> _DIRECTIONS_: Once you have read the entries, copy all of them exactly.

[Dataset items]
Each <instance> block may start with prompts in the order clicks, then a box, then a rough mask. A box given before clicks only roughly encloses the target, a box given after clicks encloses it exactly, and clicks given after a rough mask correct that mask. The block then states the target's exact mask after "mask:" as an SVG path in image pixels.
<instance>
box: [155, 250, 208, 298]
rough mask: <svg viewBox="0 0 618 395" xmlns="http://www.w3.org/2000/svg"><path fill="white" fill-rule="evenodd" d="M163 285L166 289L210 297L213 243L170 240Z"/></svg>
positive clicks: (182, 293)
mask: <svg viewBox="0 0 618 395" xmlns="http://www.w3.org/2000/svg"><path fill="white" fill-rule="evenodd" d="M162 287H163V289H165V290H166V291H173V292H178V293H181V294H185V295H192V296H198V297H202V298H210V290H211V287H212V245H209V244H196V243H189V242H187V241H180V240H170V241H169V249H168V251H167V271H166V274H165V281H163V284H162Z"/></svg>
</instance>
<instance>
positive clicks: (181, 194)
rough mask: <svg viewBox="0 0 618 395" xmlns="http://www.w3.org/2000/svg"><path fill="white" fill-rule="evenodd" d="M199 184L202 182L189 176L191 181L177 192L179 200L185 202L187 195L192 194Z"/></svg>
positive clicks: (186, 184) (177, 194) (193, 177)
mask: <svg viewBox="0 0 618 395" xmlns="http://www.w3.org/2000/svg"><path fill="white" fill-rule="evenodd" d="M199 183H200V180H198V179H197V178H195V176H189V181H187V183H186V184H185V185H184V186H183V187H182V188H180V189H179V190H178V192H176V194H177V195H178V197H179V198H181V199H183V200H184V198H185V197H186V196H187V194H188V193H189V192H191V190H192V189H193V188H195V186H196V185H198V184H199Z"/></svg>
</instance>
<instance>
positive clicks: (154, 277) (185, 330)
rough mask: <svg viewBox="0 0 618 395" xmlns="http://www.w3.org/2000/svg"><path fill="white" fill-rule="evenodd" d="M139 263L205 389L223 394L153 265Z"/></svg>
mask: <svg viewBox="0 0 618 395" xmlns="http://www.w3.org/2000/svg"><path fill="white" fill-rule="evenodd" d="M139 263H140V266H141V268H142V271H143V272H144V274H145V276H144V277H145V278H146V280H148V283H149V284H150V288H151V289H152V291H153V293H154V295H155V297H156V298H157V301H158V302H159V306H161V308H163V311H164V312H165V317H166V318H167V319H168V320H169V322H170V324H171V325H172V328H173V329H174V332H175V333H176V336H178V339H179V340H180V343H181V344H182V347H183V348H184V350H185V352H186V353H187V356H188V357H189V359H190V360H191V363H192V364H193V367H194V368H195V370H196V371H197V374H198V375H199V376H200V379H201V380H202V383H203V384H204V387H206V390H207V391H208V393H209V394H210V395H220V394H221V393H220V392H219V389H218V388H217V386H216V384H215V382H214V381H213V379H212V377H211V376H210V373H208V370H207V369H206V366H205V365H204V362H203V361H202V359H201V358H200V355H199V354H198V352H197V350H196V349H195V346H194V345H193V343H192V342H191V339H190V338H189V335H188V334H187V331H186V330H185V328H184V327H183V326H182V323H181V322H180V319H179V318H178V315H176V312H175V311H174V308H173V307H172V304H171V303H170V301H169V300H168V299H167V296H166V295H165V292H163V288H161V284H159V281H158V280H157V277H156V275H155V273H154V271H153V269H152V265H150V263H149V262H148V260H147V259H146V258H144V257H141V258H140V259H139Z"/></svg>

> _TASK ANSWER_:
Each <instance> block may start with prompts in the order clicks, then a box, then a rough mask. A box given before clicks only roughly encloses the target, a box given after clicks encloses it exactly, and clicks given after a rough mask correct that mask. The block then states the target's exact mask after "mask:" as an SVG path in image pixels.
<instance>
box: [155, 250, 208, 298]
rough mask: <svg viewBox="0 0 618 395" xmlns="http://www.w3.org/2000/svg"><path fill="white" fill-rule="evenodd" d="M163 285L166 289L210 297L213 243L170 240Z"/></svg>
positive clicks: (182, 293)
mask: <svg viewBox="0 0 618 395" xmlns="http://www.w3.org/2000/svg"><path fill="white" fill-rule="evenodd" d="M162 287H163V289H165V290H166V291H173V292H178V293H181V294H185V295H192V296H198V297H202V298H210V290H211V287H212V245H209V244H196V243H189V242H187V241H180V240H170V241H169V249H168V251H167V271H166V274H165V281H163V284H162Z"/></svg>
</instance>
<instance>
positive clicks: (181, 194)
rough mask: <svg viewBox="0 0 618 395" xmlns="http://www.w3.org/2000/svg"><path fill="white" fill-rule="evenodd" d="M199 184L202 182L189 176L191 181L177 192L179 200L185 202L187 195L192 194Z"/></svg>
positive clicks: (186, 184) (177, 194) (193, 177)
mask: <svg viewBox="0 0 618 395" xmlns="http://www.w3.org/2000/svg"><path fill="white" fill-rule="evenodd" d="M199 183H200V180H198V179H197V178H195V176H189V181H187V183H186V184H185V185H184V186H183V187H182V188H180V189H179V190H178V192H176V194H177V195H178V197H179V198H181V199H183V200H184V198H185V197H186V196H187V194H188V193H189V192H191V190H192V189H193V188H195V186H196V185H198V184H199Z"/></svg>
</instance>
<instance>
positive clicks: (154, 277) (185, 330)
rough mask: <svg viewBox="0 0 618 395" xmlns="http://www.w3.org/2000/svg"><path fill="white" fill-rule="evenodd" d="M139 263L205 389L223 394L153 265Z"/></svg>
mask: <svg viewBox="0 0 618 395" xmlns="http://www.w3.org/2000/svg"><path fill="white" fill-rule="evenodd" d="M139 263H140V266H141V268H142V271H143V272H144V274H145V276H144V277H145V278H146V280H148V283H149V284H150V288H151V289H152V291H153V293H154V295H155V297H156V298H157V301H158V302H159V306H161V308H163V311H164V312H165V317H166V318H167V319H168V320H169V322H170V324H171V325H172V328H173V329H174V332H175V333H176V336H178V339H179V340H180V343H181V344H182V347H183V348H184V350H185V352H186V353H187V356H188V357H189V359H190V360H191V363H192V364H193V367H194V368H195V370H196V371H197V374H198V375H199V376H200V379H201V380H202V383H203V384H204V387H206V390H207V391H208V393H209V394H210V395H220V394H221V393H220V392H219V389H218V388H217V386H216V384H215V382H214V381H213V379H212V377H211V376H210V373H208V370H207V369H206V366H205V365H204V362H203V361H202V359H201V358H200V355H199V354H198V352H197V350H196V349H195V346H194V345H193V343H192V342H191V339H190V338H189V335H188V334H187V331H186V330H185V328H184V327H183V326H182V323H181V322H180V319H179V318H178V315H176V312H175V311H174V308H173V307H172V304H171V303H170V301H169V300H168V299H167V296H166V295H165V292H163V288H161V284H159V281H158V280H157V277H156V275H155V273H154V271H153V269H152V265H150V263H149V262H148V260H147V259H146V258H144V257H141V258H140V259H139Z"/></svg>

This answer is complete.